**** STORED ROWS ****

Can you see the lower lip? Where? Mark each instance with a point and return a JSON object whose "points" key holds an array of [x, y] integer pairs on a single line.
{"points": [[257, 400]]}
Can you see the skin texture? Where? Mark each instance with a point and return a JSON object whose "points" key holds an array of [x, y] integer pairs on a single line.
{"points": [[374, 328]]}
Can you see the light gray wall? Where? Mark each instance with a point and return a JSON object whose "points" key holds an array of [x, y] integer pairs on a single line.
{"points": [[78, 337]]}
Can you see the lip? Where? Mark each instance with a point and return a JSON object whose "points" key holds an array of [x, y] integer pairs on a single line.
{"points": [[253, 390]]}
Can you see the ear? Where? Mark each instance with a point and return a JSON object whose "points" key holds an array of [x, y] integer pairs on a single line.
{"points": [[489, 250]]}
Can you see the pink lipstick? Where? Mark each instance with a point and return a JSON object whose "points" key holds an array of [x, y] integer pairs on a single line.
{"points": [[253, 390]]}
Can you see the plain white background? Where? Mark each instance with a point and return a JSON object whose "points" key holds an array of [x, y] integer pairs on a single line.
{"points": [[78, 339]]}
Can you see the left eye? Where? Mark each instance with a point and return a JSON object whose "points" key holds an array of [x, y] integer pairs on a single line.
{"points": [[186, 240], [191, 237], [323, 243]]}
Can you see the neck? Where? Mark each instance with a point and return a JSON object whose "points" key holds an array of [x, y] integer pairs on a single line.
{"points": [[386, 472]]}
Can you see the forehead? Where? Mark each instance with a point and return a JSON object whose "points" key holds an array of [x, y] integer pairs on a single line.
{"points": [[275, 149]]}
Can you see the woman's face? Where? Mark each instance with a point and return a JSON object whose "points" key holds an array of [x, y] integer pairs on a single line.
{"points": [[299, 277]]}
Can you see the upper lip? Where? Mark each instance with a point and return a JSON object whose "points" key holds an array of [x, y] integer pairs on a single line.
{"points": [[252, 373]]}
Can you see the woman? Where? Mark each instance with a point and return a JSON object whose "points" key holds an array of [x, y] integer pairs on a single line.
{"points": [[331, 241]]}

****

**TASK DESCRIPTION**: Transcribe each entry exactly.

**TASK RESULT**:
Can you see the lower lip? Where? Mark each instance with a point and return a JSON object whose "points" key holds an array of [x, y] integer pairs on a single line.
{"points": [[257, 400]]}
Can you see the skin texture? Where? Mark each instance with a point and return a JSON object whose "points" key holds an array of [x, y] integer pairs on a single line.
{"points": [[374, 328]]}
Can you see the light gray wall? Where? Mark each instance with a point and return a JSON object whose "points" key holds an array of [x, y] integer pairs on a single line.
{"points": [[78, 337]]}
Can you see the lip? Where? Mark each instance with a point and return a JSON object whose "points" key holds an array of [x, y] integer pairs on a single line.
{"points": [[253, 390]]}
Can you see the ear? Where? Mark each instance with a point and return a JSON object whose "points" key holds an array of [x, y] integer pairs on a single line.
{"points": [[489, 250]]}
Can you see the pink lipstick? Where? Mark each instance with a point and return a JSON object whose "points" key holds an array of [x, y] integer pairs on a single line.
{"points": [[253, 390]]}
Can you see the plain white background? Where? Mark each instance with a point and return a JSON object whose "points" key holds an array of [x, y] integer pairs on a single line.
{"points": [[78, 339]]}
Can you see the left eye? Where? Mark each instance with a point and return a JSON object whose "points" key holds an array of [x, y] integer pairs on a single line.
{"points": [[186, 240], [191, 237], [323, 243]]}
Can you see the neck? Where? Mark each instance with a point and return a JSON object whose "points" key holds an array of [x, y] integer pairs on a single line.
{"points": [[386, 472]]}
Can you see the forehead? Where? Mark each instance with a point and return a JSON object whose "points" key holds an array of [x, y] integer pairs on a single line.
{"points": [[275, 149]]}
Can you see the woman's face? Where? Mark each instance with a point and return a JSON object whose "points" key holds an array of [x, y] integer pairs on a single line.
{"points": [[299, 277]]}
Can you see the upper lip? Where? Mark each instance with a point and return a JSON object whose "points" key holds an array of [x, y] integer pairs on a single line.
{"points": [[252, 373]]}
Can you see the woman? Where? Mark each instance with a point and return a JSON object whose "points" key holds an array of [x, y] integer pairs on a single line.
{"points": [[331, 241]]}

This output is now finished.